Texto de referencia =
Lo que bien podría considerarse una perogrullada es afirmar que un resultado
dado en el ámbito educativo es el fruto de la influencia conjunta de muchas
variables. Lo que de ningún modo debería considerarse innecesario es el
esfuerzo orientado a averiguar la naturaleza de ese conjunto de variables y la
fuerza que las relaciona con el resultado observado o esperado. La aceptación
de la existencia de relaciones probabilísticas expresadas bajo la forma de, por
ejemplo, los alumnos tienden a aprender más, cuanto más tiempo invierten en una
materia, implica asignarle a la investigación la tarea de determinar la fuerza
de la tendencia o la magnitud de una correlación hipotetizada. A juicio de Gage
(1991), aquí radicaría una de las claves de la solución del problema de los
truismos en la investigación educativa: la investigación se hace necesaria para
convertir las expresiones genéricas, de algún modo siempre verdaderas, en algo
más específico y valioso para la teoría y la práctica. En otras palabras,
aunque la expresión general sea una perogrullada, su concreción, o sea
determinar la magnitud de la probabilidad y los factores que afectan esa
magnitud, exige investigación. Por otra parte, llaman la atención los
resultados de la investigación de las condiciones en las que la gente afirma
que una conclusión dada es obvia. De un ingenioso La investigación educativa 17
estudio de Baratz en 1983 (Gage, 1991) replicado y ampliado por Wong cuatro
años más tarde, diseñado para evaluar el grado en que la gente, erudita o no,
realiza afirmaciones que contradicen la evidencia empírica y/o el sentido
común, se saca una conclusión aleccionadora: el conocimiento previo de un
resultado aumenta la impresión de que ese resultado es evidente, sea conforme a
lo obtenido en la indagación experimental u observacional o no. Por otra parte,
ante dos formulaciones opuestas del resultado de una investigación la gente
encuentra difícil distinguir los verdaderos descubrimientos de los falsos. Se
pueden encontrar otros muchos ejemplos en el contexto de la investigación
educativa en los que el reproche de emplear su tiempo en averiguar truismos
debería ser revisado. Aunque personas inteligentes pudieran siempre predecir
sin investigación la dirección de una relación entre dos variables, no podría
predecir ni su magnitud ni sus contingencias sin un conocimiento basado en la
investigación. La conclusión que como fruto de estos estudios se podría sacar
es relativamente clara: considerar que los resultados obtenidos por la
investigación educativa son obvios es muy cuestionable; la sensación de que la
conclusión obtenida de una investigación es obvia carece de fiabilidad. Si fuera
fiable, cualquier persona podría realizar predicciones certeras o evitar
dejarse engañar por sus sentidos o por el ambiente. Ahora bien, por supuesto,
podría decirse que en sus diseños los investigadores Baratz, Wong y otros no
tuvieron en cuenta el campo de formación de los investigados y que por lo tanto
era inevitable, obvio, que obtuvieran los resultados que acabamos de comentar.

Datos =

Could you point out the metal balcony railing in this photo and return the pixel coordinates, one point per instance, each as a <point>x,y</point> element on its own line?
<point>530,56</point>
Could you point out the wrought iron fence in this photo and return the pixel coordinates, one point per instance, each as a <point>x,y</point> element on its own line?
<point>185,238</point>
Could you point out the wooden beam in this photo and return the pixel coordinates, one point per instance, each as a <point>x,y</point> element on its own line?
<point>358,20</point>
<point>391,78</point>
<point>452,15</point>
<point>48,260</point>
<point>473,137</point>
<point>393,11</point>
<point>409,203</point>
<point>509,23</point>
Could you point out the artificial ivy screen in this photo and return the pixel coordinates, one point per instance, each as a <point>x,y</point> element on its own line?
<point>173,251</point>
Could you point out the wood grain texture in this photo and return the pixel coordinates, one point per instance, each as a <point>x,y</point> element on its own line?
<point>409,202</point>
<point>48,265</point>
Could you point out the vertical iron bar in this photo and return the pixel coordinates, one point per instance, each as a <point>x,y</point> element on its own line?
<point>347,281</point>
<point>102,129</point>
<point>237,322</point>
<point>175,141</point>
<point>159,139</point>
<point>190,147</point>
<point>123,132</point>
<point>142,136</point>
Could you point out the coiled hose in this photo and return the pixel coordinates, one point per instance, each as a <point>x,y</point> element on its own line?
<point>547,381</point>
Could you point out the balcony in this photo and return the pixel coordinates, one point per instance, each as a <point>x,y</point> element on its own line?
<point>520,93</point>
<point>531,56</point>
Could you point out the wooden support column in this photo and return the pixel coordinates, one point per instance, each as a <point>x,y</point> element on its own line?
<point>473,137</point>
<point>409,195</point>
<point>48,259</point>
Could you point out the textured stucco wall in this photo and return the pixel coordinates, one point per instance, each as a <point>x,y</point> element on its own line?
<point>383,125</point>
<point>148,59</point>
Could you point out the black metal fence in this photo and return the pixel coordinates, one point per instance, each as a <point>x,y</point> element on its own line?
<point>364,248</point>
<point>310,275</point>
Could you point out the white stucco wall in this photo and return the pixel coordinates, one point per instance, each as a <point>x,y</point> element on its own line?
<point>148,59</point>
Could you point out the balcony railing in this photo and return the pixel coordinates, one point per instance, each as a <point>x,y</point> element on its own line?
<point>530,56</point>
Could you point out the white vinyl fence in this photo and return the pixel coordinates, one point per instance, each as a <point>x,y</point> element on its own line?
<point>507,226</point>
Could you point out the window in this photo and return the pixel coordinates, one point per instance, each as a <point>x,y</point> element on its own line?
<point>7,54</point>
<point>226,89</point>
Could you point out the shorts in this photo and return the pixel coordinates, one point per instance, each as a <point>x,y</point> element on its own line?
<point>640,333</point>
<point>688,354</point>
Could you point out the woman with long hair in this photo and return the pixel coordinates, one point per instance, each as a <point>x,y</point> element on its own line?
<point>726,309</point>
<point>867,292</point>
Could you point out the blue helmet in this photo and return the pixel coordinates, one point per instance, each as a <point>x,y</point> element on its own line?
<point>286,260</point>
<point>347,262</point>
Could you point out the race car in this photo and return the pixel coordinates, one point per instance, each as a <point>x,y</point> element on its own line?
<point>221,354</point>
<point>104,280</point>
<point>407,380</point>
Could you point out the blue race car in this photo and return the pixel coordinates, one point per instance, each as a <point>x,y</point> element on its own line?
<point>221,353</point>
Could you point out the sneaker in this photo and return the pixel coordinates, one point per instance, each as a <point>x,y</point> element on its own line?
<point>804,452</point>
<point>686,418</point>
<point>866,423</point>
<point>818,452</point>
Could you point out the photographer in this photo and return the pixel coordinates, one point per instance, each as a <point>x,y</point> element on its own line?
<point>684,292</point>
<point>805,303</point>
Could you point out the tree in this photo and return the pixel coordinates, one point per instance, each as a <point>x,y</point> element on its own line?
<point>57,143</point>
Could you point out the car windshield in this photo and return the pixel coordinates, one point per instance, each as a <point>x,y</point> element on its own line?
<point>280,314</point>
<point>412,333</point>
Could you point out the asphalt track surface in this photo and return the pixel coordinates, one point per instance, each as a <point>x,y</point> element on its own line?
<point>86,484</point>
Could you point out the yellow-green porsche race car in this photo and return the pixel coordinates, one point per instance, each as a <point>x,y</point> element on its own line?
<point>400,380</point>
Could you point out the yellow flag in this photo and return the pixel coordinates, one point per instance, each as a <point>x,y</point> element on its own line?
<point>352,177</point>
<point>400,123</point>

Tareas a realizar =
A. Responde estas preguntas sobre el texto acerca de los truismos en la investigación educativa:
(i) Según Gage (1991), ¿para qué se hace necesaria la investigación?
(ii) ¿Quién replicó y amplió el estudio de Baratz de 1983, y cuántos años después lo hizo?
(iii) Según el texto, ¿qué podrían predecir siempre sin investigación las personas inteligentes?
B. Escribe la continuación del texto sobre los truismos en la investigación educativa a partir de su última oración.

Respuestas escritas =
A.
(i) Para convertir las expresiones genéricas, de algún modo siempre verdaderas, en algo más específico y valioso para la teoría y la práctica.
(ii) Lo replicó y amplió Wong, cuatro años más tarde.
(iii) La dirección de una relación entre dos variables.

B.
Aunque eso pueda ser cierto, los resultados siguen siendo válidos, sobre todo
con respecto a la investigación educativa. Por una parte, nadie puede asegurar
que lo sabe todo sobre todos los temas. Por lo tanto una sombra de ignorancia
se proyecta sobre todo el mundo en alguna esfera de sus conocimientos. Por otra
parte, en cuestiones relacionadas con lo humano da la impresión de que la
ignorancia se transmuta en sabiduría. Y si a eso se añade el hecho innegable de
que todo ser humano es de algún modo, en alguna de sus facetas, objeto de
estudio de las ciencias sociales se puede comprender lo que sucede ante
determinadas situaciones: el sujeto objeto de investigación en ciencias humanas
puede considerarse legitimado para realizar cualquier tipo de afirmación tanto
a priori como a posteriori sobre los resultados de las indagaciones realizadas
sobre él y sus semejantes. En ese sentido parece desde luego inevitable que se
considere obvia cualquier afirmación realizada acerca de la conducta humana. La
tendencia a aceptar cualquier resultado como obvio o a formular afirmaciones
sin una fundamentación sólida hace necesaria la investigación. Esta necesidad
es aún más imperiosa dado que el objeto de la investigación educativa facilita
la formulación de tales afirmaciones, en algunas ocasiones rotundas, por parte
de un número considerable de sujetos.